# WHAT TO WORK ON
Reproduce the records below exactly, leaving out any pictures.

# INFORMATION GIVEN
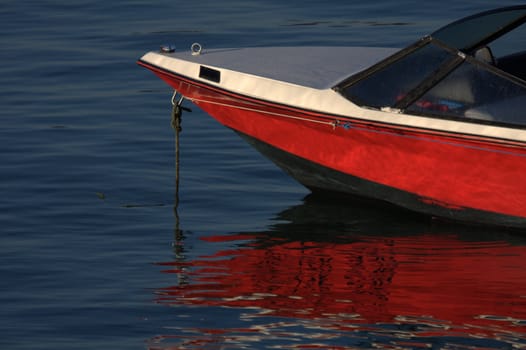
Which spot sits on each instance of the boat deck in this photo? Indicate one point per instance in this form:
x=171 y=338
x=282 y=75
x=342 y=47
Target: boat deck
x=315 y=67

# ANSWER FOR THE TASK
Which spot sits on each instance of the boat deck in this photo? Indicate one point per instance in this form:
x=171 y=338
x=282 y=75
x=342 y=47
Target: boat deck
x=315 y=67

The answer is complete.